Hitbox Configuration, Event Touch, Mobile Controls and Camera Follow

RPGJS Studio adds precise hitbox settings, event-to-event touch workflows, better mobile controls, and a camera follow block for cleaner gameplay scenes.

#rpgjs #events #mobile #hitbox #camera #game-development

Hitbox Configuration, Event Touch, Mobile Controls and Camera Follow

This update focuses on what players feel immediately: collisions that match the sprite, events that can react to each other, controls that work better on mobile, and camera movement that can be directed from the event system.

These changes are small on the surface, but they remove a lot of custom scripting from common RPG situations: traps, enemies, moving objects, cutscenes, and mobile-friendly playtests.

Configure Hitboxes More Precisely

Events and the player can now use custom hitbox dimensions instead of always relying on the default 32 x 32 collision area.

For events, the hitbox is configured per event page. This means the same event can change its collision size depending on its current state. A closed gate, an opened gate, a large boss, or a small collectible can each have a collision shape that fits the active page.

The editor keeps the workflow visual:

  • enable the custom hitbox;
  • adjust its width and height in RPGJS pixels;
  • check the preview directly over the selected sprite;
  • save the event page.

At runtime, Studio applies the value to RPGJS with setHitbox(width, height). When no custom value is set, the default RPGJS hitbox is kept.

■ ■ ■ ■ ■ ■ ■

* What to work on: Carry on the RPGJS Studio update article from its last sentence, in the same style. The lines after this point have no connection to the text about the RPGJS Studio update.

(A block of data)
■ ■ ■ ■ ■ ■ ■

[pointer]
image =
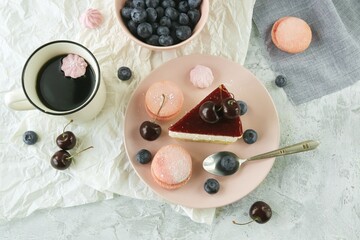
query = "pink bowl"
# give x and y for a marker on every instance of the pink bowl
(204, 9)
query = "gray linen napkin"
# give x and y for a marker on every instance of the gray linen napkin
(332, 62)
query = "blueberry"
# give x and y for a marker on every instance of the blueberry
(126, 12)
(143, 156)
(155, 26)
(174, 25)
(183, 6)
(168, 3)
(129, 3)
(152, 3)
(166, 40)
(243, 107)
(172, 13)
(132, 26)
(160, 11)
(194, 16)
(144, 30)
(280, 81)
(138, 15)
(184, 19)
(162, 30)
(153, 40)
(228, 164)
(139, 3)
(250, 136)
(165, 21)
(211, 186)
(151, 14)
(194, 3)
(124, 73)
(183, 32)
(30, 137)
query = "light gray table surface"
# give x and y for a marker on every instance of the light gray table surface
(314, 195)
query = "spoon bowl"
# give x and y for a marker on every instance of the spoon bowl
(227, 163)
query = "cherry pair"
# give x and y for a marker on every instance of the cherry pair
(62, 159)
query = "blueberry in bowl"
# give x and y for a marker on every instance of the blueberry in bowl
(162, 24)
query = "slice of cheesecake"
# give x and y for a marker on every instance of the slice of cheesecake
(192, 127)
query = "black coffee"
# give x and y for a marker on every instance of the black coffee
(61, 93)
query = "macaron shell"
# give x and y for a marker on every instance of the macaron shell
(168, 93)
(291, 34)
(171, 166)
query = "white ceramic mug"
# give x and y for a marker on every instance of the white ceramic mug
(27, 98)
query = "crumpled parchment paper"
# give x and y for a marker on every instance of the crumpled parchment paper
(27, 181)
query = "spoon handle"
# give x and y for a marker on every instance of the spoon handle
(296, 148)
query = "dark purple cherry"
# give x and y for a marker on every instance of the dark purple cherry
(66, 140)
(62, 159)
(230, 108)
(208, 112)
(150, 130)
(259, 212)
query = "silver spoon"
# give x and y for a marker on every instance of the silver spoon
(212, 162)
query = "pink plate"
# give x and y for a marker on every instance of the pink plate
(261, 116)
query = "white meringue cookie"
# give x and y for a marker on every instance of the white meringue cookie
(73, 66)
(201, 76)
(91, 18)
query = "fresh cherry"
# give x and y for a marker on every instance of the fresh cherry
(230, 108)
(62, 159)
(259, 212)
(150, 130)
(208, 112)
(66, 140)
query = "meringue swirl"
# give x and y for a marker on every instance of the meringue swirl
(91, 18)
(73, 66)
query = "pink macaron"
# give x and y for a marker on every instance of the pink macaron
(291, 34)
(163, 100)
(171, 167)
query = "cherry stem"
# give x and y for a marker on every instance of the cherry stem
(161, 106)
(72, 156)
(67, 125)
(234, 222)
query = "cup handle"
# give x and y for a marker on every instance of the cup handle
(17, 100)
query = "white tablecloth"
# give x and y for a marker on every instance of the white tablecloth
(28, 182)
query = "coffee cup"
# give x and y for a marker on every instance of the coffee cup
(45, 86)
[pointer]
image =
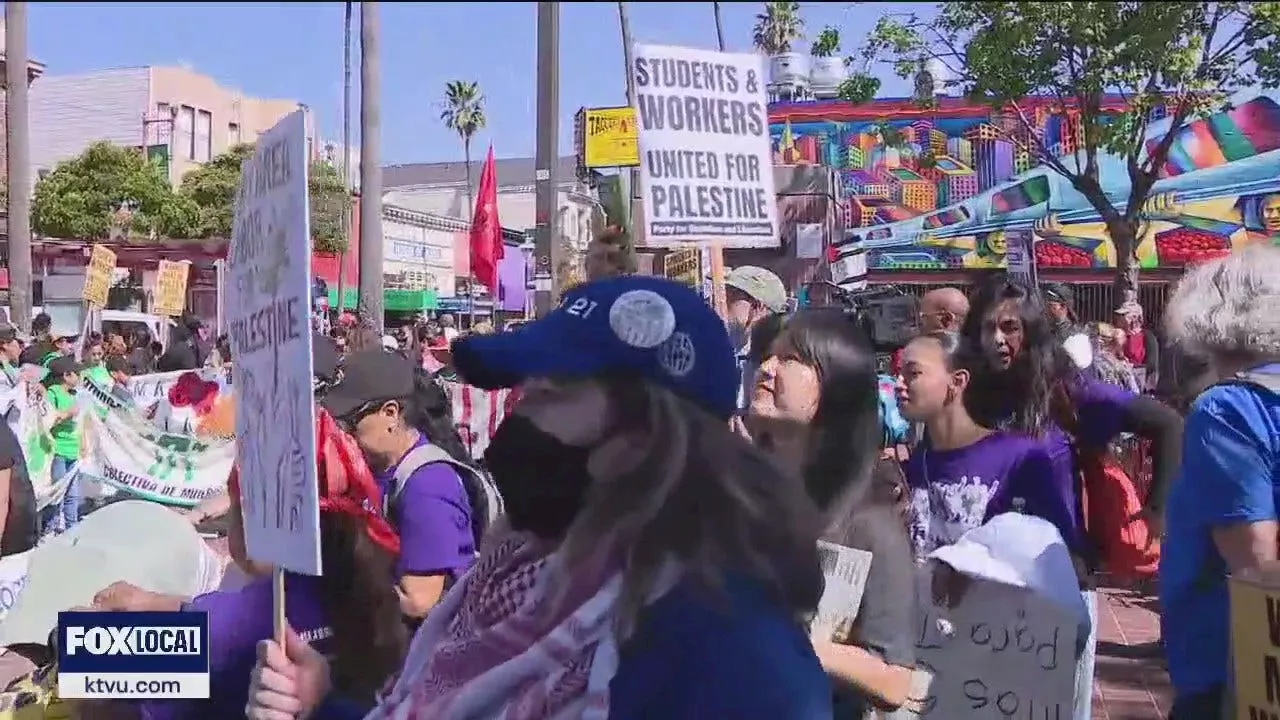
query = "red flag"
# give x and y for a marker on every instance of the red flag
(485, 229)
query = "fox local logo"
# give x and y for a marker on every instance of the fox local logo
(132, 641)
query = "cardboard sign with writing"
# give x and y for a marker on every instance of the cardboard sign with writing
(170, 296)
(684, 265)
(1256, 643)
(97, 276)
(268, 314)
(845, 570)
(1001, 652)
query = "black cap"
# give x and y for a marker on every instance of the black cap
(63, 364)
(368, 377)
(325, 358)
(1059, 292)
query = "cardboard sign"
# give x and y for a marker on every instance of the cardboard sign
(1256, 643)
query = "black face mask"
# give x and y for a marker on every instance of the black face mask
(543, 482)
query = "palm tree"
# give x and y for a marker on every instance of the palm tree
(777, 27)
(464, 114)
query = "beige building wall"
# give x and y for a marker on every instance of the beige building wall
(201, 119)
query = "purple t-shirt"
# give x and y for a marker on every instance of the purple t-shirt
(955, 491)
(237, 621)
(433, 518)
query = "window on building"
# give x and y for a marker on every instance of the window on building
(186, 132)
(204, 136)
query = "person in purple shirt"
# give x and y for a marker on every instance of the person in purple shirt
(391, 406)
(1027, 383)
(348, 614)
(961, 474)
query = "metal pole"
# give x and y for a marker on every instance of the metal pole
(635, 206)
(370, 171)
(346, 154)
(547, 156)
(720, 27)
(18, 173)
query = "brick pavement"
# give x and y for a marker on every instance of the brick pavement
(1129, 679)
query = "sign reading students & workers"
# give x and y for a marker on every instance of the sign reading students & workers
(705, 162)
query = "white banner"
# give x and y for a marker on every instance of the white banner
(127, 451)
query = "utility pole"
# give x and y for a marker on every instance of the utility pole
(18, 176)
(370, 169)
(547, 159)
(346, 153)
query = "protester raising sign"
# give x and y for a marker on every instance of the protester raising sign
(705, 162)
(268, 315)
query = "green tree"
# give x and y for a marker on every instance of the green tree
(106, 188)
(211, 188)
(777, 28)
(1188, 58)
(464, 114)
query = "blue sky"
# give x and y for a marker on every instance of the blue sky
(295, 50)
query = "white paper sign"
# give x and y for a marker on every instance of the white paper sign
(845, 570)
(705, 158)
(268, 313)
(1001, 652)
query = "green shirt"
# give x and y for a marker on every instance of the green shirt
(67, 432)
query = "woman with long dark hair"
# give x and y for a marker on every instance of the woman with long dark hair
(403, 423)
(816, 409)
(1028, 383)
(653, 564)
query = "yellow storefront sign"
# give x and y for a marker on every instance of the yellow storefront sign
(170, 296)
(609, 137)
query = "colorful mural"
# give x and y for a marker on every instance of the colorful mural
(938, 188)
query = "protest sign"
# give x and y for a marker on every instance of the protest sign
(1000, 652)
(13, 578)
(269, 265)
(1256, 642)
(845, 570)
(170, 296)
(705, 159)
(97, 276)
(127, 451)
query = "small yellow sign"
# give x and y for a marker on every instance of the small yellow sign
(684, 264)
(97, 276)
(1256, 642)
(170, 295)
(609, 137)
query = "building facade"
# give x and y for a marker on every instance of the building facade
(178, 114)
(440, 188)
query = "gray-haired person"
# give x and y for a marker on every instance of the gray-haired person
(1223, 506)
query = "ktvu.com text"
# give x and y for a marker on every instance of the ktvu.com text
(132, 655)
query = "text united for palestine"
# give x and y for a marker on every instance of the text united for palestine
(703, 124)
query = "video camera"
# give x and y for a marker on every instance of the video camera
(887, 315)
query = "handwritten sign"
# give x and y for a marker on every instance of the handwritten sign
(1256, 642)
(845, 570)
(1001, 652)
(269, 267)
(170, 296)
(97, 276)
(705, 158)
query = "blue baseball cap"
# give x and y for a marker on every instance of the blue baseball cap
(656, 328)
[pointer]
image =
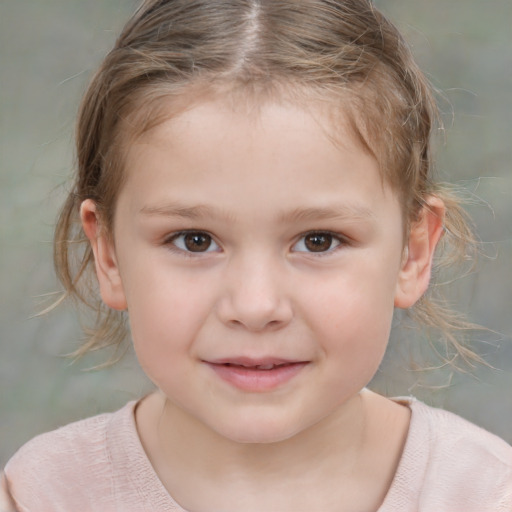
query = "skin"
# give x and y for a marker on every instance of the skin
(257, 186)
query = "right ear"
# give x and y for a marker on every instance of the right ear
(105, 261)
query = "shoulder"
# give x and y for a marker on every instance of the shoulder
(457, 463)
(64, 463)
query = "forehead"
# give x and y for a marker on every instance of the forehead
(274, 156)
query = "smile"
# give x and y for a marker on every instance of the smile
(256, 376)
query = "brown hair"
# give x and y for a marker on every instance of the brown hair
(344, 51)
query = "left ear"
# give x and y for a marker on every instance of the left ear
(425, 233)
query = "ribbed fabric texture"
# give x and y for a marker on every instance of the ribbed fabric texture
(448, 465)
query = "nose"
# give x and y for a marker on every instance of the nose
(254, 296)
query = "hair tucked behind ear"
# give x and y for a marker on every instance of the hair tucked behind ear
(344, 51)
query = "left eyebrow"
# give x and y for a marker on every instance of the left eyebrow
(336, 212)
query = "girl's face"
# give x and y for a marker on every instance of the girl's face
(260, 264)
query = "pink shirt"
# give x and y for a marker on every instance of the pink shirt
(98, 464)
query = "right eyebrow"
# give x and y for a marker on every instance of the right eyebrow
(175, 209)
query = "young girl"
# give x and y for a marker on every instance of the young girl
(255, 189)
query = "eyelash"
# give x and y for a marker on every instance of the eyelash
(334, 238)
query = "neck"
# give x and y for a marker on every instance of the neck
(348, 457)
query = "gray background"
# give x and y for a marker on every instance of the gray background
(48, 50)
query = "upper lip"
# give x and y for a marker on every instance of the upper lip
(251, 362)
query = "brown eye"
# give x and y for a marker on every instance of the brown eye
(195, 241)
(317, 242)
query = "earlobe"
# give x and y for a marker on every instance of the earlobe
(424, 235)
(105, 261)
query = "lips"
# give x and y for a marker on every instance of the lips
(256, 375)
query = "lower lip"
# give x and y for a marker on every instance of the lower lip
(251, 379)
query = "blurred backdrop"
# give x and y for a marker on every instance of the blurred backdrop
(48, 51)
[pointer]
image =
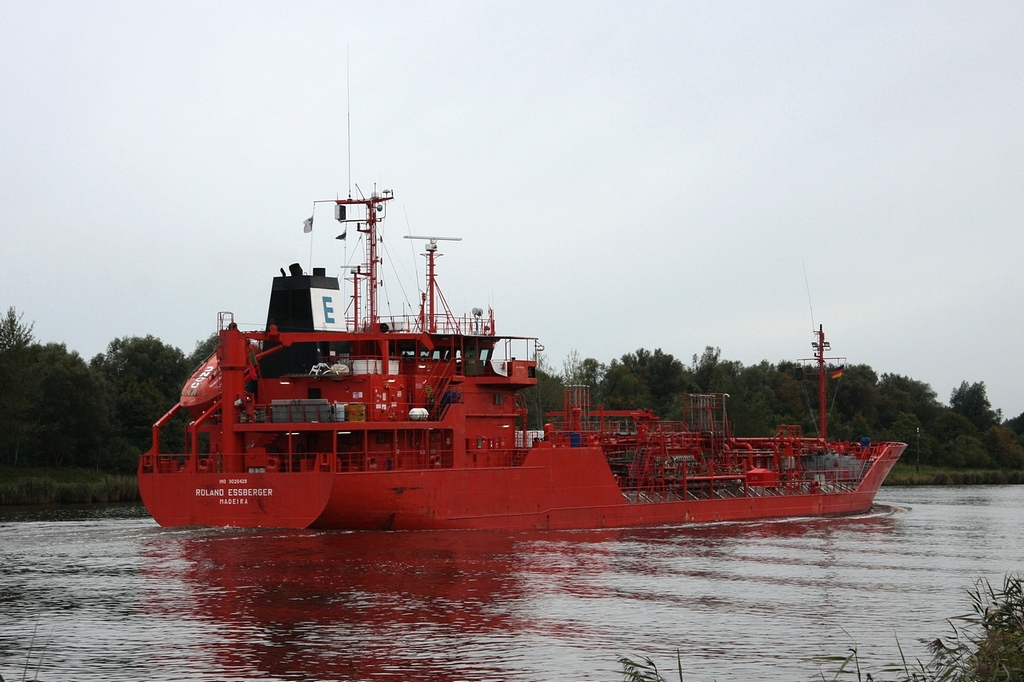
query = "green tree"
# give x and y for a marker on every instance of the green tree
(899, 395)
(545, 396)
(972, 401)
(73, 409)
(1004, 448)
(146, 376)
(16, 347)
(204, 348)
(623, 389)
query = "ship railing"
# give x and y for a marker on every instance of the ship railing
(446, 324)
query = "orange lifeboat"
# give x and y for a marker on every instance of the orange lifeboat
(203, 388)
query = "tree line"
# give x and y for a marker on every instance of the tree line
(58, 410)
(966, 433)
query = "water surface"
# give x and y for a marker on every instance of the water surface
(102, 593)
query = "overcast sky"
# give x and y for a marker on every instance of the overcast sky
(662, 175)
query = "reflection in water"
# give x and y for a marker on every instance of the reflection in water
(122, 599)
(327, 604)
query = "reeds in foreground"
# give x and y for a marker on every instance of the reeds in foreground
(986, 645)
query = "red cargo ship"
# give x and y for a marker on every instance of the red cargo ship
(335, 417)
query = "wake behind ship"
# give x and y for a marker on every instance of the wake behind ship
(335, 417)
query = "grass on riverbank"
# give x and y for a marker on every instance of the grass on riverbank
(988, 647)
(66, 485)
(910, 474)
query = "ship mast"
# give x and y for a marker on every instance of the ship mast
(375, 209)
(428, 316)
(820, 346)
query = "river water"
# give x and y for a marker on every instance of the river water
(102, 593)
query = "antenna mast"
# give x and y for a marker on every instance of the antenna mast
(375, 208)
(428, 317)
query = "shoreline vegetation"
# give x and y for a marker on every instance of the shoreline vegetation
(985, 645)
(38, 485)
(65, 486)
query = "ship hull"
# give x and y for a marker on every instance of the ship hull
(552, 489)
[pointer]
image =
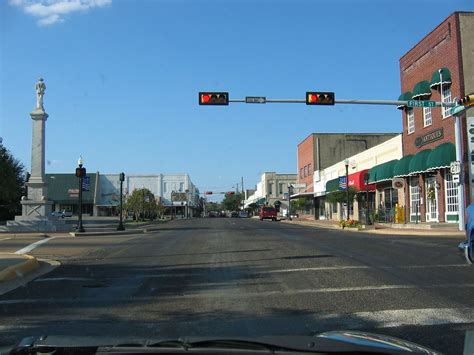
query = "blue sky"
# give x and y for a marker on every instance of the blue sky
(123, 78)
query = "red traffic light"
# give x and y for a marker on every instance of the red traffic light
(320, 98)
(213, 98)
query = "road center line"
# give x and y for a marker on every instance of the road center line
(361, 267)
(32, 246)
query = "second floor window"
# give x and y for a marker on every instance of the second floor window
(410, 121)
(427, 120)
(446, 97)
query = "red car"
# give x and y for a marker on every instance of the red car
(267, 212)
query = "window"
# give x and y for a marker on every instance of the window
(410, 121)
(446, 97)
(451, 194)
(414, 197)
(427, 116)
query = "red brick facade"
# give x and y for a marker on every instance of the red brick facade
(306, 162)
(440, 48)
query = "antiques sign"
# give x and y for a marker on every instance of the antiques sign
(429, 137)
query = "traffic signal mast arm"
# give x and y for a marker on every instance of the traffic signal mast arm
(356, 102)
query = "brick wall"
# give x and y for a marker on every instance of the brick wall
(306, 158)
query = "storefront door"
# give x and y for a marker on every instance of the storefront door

■ ■ ■ ■ ■ ■ ■

* Result for this exercise:
There is also a Set Hitbox event block. Use it when the hitbox must change during a workflow, for example when an object expands, an enemy enters a different phase, or the player temporarily needs a smaller collision area.

Event Touch Workflows

Touch triggers are now more expressive. Studio can distinguish between:

  • Player touch: the player touches an event.
  • Event touch: an event touches another event.

This opens the door to gameplay that was previously awkward to model without custom code. A moving enemy can trigger contact logic, a projectile-like event can react when it reaches a target, or a moving obstacle can activate another event when they collide.

Internally, both cases use the onTouch trigger. Studio stores the touch target so the runtime knows whether the workflow is started by player contact or by event-to-event contact.

Better Mobile Support

Mobile play is now easier to test and share. The RPGJS client is configured with mobile support, so games can display mobile controls such as the joystick and action button when played on touch devices.

This matters for Studio projects because mobile support is not only about movement. It affects how fast you can validate the complete gameplay loop:

  • walk around with a joystick;
  • trigger actions with a touch button;
  • test touch-based events on a phone or tablet;
  • verify that collisions and camera behavior still feel right on a small screen.

Combined with the new hitbox tools, mobile testing becomes more reliable: the control surface, collision area, and event triggers can be tuned together.

Camera Follow Block

The new Camera Follow block gives event workflows direct control over what the camera follows.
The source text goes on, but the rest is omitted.